**Exercise instructions:**
Identify each line of the listing below that contains the word "rock" and reproduce every such line in full.

Extracted data entries
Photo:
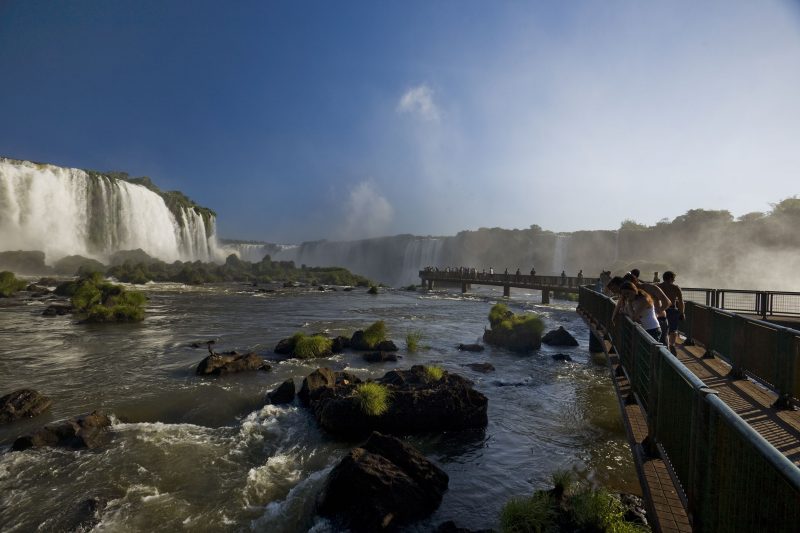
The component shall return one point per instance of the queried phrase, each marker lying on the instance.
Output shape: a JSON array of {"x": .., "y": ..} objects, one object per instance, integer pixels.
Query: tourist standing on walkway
[
  {"x": 660, "y": 302},
  {"x": 675, "y": 313},
  {"x": 640, "y": 306}
]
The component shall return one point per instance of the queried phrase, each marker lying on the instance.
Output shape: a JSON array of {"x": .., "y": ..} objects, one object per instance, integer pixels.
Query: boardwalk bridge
[{"x": 713, "y": 429}]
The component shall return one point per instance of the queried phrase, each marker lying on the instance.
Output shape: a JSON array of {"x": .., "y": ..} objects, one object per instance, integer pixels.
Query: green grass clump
[
  {"x": 373, "y": 398},
  {"x": 375, "y": 334},
  {"x": 412, "y": 341},
  {"x": 311, "y": 346},
  {"x": 9, "y": 284},
  {"x": 433, "y": 373},
  {"x": 101, "y": 301},
  {"x": 534, "y": 514}
]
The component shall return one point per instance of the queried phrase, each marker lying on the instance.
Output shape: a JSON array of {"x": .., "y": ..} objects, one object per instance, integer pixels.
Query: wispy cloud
[
  {"x": 368, "y": 214},
  {"x": 418, "y": 101}
]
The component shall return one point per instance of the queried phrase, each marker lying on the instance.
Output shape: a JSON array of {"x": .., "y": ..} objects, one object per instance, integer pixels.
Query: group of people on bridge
[
  {"x": 472, "y": 273},
  {"x": 657, "y": 306}
]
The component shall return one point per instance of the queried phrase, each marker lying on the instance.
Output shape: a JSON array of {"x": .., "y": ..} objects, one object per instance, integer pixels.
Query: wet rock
[
  {"x": 451, "y": 527},
  {"x": 417, "y": 404},
  {"x": 220, "y": 364},
  {"x": 283, "y": 394},
  {"x": 471, "y": 347},
  {"x": 81, "y": 432},
  {"x": 22, "y": 403},
  {"x": 386, "y": 346},
  {"x": 482, "y": 367},
  {"x": 57, "y": 310},
  {"x": 383, "y": 484},
  {"x": 379, "y": 357},
  {"x": 559, "y": 337}
]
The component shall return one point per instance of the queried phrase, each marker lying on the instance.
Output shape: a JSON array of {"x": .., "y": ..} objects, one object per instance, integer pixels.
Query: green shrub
[
  {"x": 433, "y": 373},
  {"x": 375, "y": 334},
  {"x": 9, "y": 284},
  {"x": 534, "y": 514},
  {"x": 412, "y": 341},
  {"x": 308, "y": 347},
  {"x": 373, "y": 398}
]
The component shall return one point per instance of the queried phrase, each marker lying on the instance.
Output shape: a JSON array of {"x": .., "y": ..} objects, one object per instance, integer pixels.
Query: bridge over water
[{"x": 714, "y": 429}]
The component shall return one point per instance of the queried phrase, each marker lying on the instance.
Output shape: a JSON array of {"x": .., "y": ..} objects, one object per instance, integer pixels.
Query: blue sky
[{"x": 308, "y": 120}]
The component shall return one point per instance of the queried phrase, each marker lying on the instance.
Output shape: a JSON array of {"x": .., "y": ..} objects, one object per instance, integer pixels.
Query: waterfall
[
  {"x": 65, "y": 211},
  {"x": 420, "y": 253},
  {"x": 560, "y": 253}
]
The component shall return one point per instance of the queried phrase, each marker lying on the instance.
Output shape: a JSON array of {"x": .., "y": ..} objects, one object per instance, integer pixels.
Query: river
[{"x": 200, "y": 454}]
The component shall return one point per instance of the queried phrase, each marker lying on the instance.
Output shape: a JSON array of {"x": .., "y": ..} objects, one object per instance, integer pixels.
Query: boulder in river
[
  {"x": 471, "y": 347},
  {"x": 559, "y": 337},
  {"x": 76, "y": 433},
  {"x": 22, "y": 403},
  {"x": 417, "y": 403},
  {"x": 382, "y": 484},
  {"x": 283, "y": 394},
  {"x": 219, "y": 364}
]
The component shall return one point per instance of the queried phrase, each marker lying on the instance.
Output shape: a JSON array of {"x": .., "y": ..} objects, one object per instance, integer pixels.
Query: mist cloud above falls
[{"x": 366, "y": 213}]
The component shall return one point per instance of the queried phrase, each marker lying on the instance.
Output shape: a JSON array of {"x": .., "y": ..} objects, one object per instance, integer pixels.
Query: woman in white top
[{"x": 639, "y": 306}]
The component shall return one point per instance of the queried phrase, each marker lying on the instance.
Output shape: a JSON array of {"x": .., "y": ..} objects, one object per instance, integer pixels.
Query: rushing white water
[
  {"x": 560, "y": 253},
  {"x": 64, "y": 211}
]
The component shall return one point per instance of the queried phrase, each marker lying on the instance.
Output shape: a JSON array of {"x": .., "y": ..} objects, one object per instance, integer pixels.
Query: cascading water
[
  {"x": 420, "y": 253},
  {"x": 64, "y": 211},
  {"x": 560, "y": 253}
]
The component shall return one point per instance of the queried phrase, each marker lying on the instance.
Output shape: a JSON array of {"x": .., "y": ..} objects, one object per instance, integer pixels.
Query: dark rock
[
  {"x": 451, "y": 527},
  {"x": 417, "y": 404},
  {"x": 559, "y": 337},
  {"x": 22, "y": 403},
  {"x": 379, "y": 357},
  {"x": 471, "y": 347},
  {"x": 340, "y": 344},
  {"x": 386, "y": 346},
  {"x": 76, "y": 433},
  {"x": 57, "y": 310},
  {"x": 381, "y": 485},
  {"x": 482, "y": 367},
  {"x": 219, "y": 364},
  {"x": 283, "y": 394}
]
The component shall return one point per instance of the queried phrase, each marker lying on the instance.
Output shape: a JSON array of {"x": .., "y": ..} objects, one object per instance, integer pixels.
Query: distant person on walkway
[
  {"x": 661, "y": 302},
  {"x": 639, "y": 306},
  {"x": 675, "y": 313}
]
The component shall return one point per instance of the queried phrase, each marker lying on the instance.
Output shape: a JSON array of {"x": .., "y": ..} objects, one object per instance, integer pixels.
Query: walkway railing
[
  {"x": 765, "y": 351},
  {"x": 732, "y": 479},
  {"x": 761, "y": 303}
]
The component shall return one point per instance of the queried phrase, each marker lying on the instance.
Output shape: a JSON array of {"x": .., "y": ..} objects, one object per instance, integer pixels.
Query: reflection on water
[{"x": 207, "y": 454}]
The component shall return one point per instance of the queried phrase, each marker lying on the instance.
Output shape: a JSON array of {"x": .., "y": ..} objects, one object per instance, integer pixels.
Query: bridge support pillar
[{"x": 595, "y": 344}]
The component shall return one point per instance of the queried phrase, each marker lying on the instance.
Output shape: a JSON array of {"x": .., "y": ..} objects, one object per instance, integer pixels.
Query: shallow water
[{"x": 200, "y": 454}]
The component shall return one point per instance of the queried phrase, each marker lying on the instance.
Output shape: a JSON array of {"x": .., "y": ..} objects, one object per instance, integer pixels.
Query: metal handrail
[{"x": 732, "y": 478}]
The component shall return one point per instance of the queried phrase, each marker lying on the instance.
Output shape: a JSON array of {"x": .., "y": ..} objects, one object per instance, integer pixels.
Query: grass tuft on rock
[
  {"x": 9, "y": 284},
  {"x": 311, "y": 346},
  {"x": 433, "y": 373},
  {"x": 375, "y": 334},
  {"x": 373, "y": 398}
]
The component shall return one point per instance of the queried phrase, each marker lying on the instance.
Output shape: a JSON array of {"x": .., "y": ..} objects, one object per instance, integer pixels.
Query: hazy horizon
[{"x": 306, "y": 122}]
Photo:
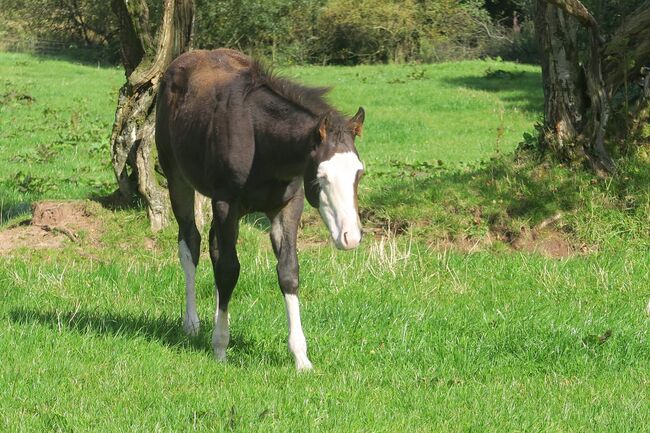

**Output for this task:**
Query: wet rock
Query: dark rock
Query: grass tuft on rock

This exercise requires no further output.